Several nonoperative treatment options are available that help avoid the inherent risks of surgery. However, arthroscopic evaluation and repair has become the gold standard for treatment because it allows for superior diagnostic capability and surgical versatility. Outcomes generally are favorable with a low incidence of complications, but total recovery may take longer than traditionally thought. Although most function usually is regained within 6 months, some gains in strength and motion have been documented at up to 2 years after surgery.
This 2-part article discusses and presents a rationale for patient evaluation and management of rotator cuff disease. In the first part ("Taking a closer look at rotator cuff disorders," The Journal of Musculoskeletal Medicine, October 2008, page 481), I reviewed the anatomy and pathogenesis of various types of rotator cuff disease and approaches to evaluation. This second part describes nonoperative and operative treatment options.

Data section:
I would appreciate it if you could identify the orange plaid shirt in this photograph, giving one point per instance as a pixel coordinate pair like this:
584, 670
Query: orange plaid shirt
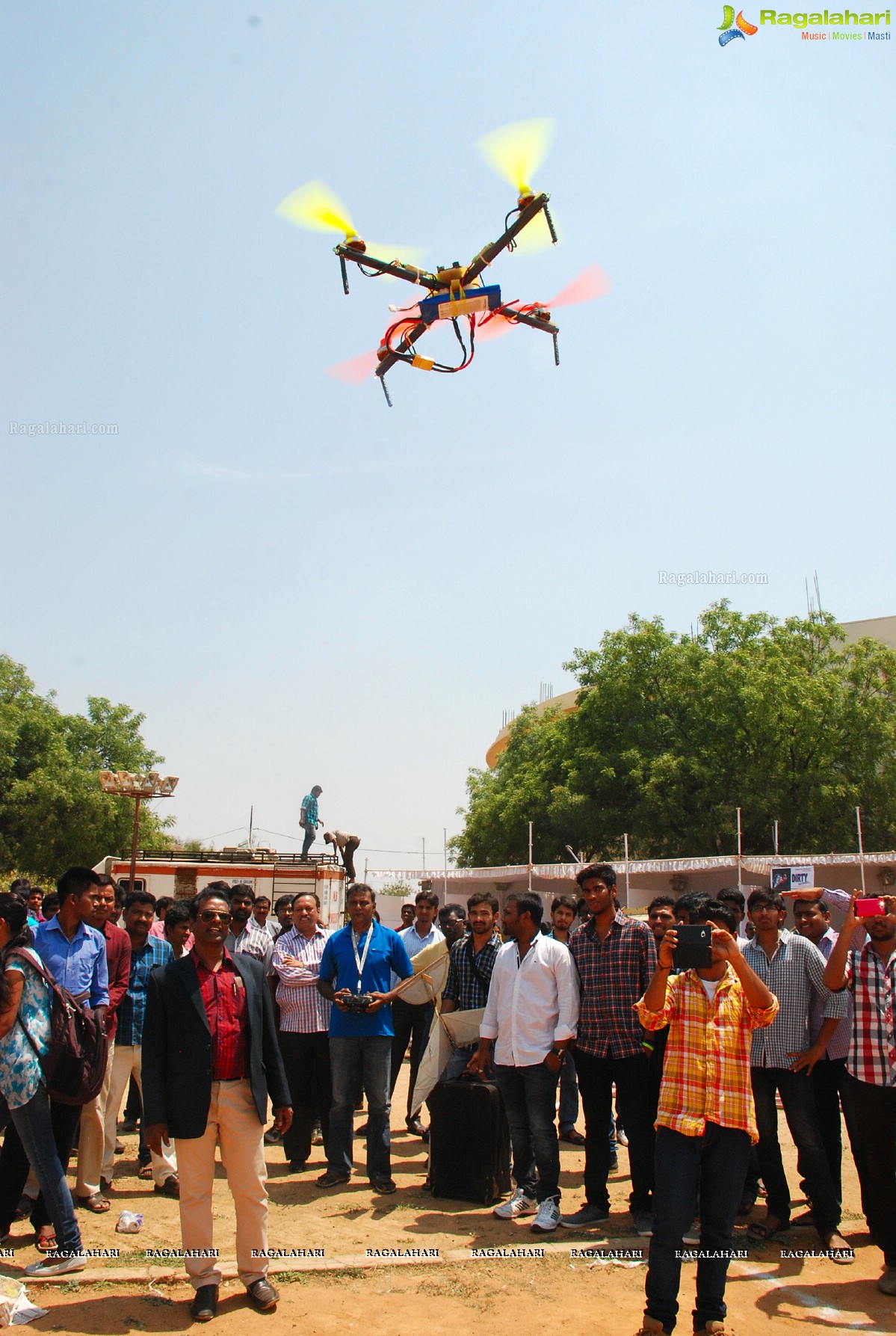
707, 1069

Required action 1: Please transcribe the rotator cuff passage from "Several nonoperative treatment" to "years after surgery.".
Required action 2: According to the rotator cuff passage, what has become the gold standard for treatment?
The data plays no part in this work.

Expected answer 1:
Several nonoperative treatment options are available that help avoid the inherent risks of surgery. However, arthroscopic evaluation and repair has become the gold standard for treatment because it allows for superior diagnostic capability and surgical versatility. Outcomes generally are favorable with a low incidence of complications, but total recovery may take longer than traditionally thought. Although most function usually is regained within 6 months, some gains in strength and motion have been documented at up to 2 years after surgery.

Expected answer 2: Arthroscopic evaluation and repair.